## Records for the exercise
Content starts
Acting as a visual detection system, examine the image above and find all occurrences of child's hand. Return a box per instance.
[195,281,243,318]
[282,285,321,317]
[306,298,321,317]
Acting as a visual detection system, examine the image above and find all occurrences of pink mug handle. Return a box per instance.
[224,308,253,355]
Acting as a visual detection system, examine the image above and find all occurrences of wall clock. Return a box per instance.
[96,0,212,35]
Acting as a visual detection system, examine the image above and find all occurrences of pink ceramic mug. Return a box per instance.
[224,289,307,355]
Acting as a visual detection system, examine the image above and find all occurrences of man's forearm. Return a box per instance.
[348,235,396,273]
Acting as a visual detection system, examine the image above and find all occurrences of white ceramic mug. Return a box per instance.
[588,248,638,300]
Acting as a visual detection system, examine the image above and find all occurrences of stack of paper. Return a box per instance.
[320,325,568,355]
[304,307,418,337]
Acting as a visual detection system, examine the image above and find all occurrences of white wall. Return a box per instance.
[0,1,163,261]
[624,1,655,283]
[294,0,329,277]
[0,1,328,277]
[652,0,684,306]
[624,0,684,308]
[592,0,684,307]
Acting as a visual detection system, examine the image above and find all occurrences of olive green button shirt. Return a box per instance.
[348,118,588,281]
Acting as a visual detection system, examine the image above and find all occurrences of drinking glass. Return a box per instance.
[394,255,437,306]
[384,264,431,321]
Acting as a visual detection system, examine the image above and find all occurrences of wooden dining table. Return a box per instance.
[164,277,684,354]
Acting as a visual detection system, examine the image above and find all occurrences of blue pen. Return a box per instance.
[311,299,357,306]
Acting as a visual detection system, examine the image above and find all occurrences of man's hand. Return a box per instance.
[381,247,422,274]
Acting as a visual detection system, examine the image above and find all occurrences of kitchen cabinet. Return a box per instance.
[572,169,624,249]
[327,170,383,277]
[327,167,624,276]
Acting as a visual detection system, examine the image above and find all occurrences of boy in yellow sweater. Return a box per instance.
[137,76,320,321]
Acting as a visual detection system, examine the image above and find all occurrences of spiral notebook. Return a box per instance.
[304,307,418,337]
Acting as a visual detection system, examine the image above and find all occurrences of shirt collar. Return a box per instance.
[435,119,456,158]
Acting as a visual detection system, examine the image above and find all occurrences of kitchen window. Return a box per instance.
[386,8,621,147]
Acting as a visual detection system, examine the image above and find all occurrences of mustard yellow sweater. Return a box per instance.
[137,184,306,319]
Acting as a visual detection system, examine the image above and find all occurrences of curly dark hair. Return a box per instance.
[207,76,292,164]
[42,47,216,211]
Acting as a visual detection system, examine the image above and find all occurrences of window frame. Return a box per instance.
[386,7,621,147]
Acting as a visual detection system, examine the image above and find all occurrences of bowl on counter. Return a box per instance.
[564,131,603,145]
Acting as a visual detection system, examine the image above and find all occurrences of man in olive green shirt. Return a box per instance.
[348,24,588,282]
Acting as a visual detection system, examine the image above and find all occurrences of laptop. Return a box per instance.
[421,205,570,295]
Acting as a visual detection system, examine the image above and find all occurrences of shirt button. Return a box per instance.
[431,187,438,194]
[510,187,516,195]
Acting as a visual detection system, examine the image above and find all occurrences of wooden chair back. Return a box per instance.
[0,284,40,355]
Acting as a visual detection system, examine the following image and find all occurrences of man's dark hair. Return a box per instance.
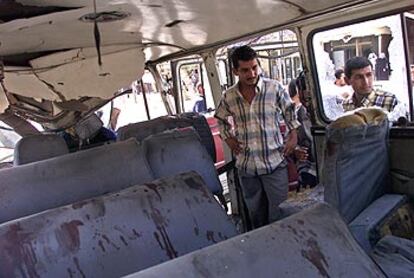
Content ends
## Assignment
The entries above are to be reproduced exactly, with the pictures dropped.

## Result for this task
Acting as a visual detection system, examine the image above and find all occurrences of child's hand. Return a box per instance.
[195,281,243,318]
[282,285,321,317]
[306,298,321,317]
Acting as a visual detection system, examine the image above and find all occurrences of pink mug handle. Return a box per instance.
[224,308,253,355]
Acting as a visual detection system, examine the image above and find all occurrences of wall clock. Return a box per instance.
[96,0,212,35]
Acting as a visual detection system, examine the image above and find all occurrences of pink ceramic mug. Return a box per instance.
[224,289,307,355]
Acting as a visual detection system, examine the image above and find all occurrences of man's forearm. Return a box per instance.
[348,235,396,273]
Acting as a visual detection system, examine the image above and find all occurrences of white ceramic mug. Return a box per instance.
[588,248,638,300]
Acting as a visual detection system, examine the image above and find all occurrences of stack of paper. Return a box per instance.
[320,325,568,355]
[304,307,418,337]
Acting as a visual detection system, examine the image above and find all occurrences of white wall. Return a box per instance.
[0,1,163,261]
[624,1,655,283]
[294,0,329,277]
[0,1,328,277]
[652,0,684,306]
[624,0,684,308]
[592,0,684,307]
Acting as a visual detection system, examine the image above and find all occurrences of olive green button shirt. Return a box per instance.
[348,118,588,281]
Acting as a visual detection system, examine the image above and find all occurrences of drinking glass. Return a box per instance.
[394,255,437,306]
[384,264,431,321]
Acting as a visual detection system, examine the image above and find all occurrences of wooden dining table. Return a box per instance.
[164,277,684,354]
Acting as a visual detection system, examine the image above and find all occurrences of blue pen. Return a box per instance.
[311,299,357,306]
Acting as a visual detection system, examine the image above and find all occurrences of man's hand. Return a box per instance.
[381,247,422,274]
Acting as a visual detection system, examine the image above and find all occurrences of kitchen cabinet. Return a box per instance.
[572,169,624,249]
[327,170,383,277]
[327,167,624,276]
Acting as a visual detection system, examine the image above and find all occurrences of boy in yellow sweater. Return a box per instance.
[137,76,320,321]
Acting as a visual detection system, examine the image above and find all occurrences of spiral notebook. Return a box per instance.
[304,307,418,337]
Acting as a visual detection system, examine the image above and find all occurrences of shirt collar. Return a box per instance.
[435,119,456,158]
Acting as a visual detection system, examine the image above and find all occurrences of kitchen window. Return a box per instance.
[386,8,621,147]
Acting as a visual detection system, examine the image above and find all occurrences of mustard yellow sweater. Return a box per instance.
[137,184,306,319]
Acting as a visual detection system, examine the image above and find all occurrences of curly dark hair. Return a box per instance.
[207,76,292,164]
[42,47,216,211]
Acting as a visual detection system, examine the image above and find all occurrences of window frame. Return a box per instance.
[386,7,621,147]
Acting as a visual detection system, examine the image above and find all occurrences of bowl on counter. Return a box per instance.
[564,131,603,145]
Acting as a visual detection system, examine the image above and find all occurrences of man in olive green shirt. Return a box per instance.
[348,24,588,282]
Acting as a visual detection system, examine the image above and find all occurrences of laptop. Return a box per instance.
[421,205,570,295]
Acting as a visual detection system, examine the image above and find all occurrences of shirt button. Return a box per instance.
[431,187,438,194]
[510,187,516,195]
Acting as a visual detection system, examine the image above and find all occurrences of wooden chair back. Return a box per instance.
[0,284,40,355]
Acting as a visual detection system, examine the following image and find all occurrences of man's dark hair. Return a box per instance.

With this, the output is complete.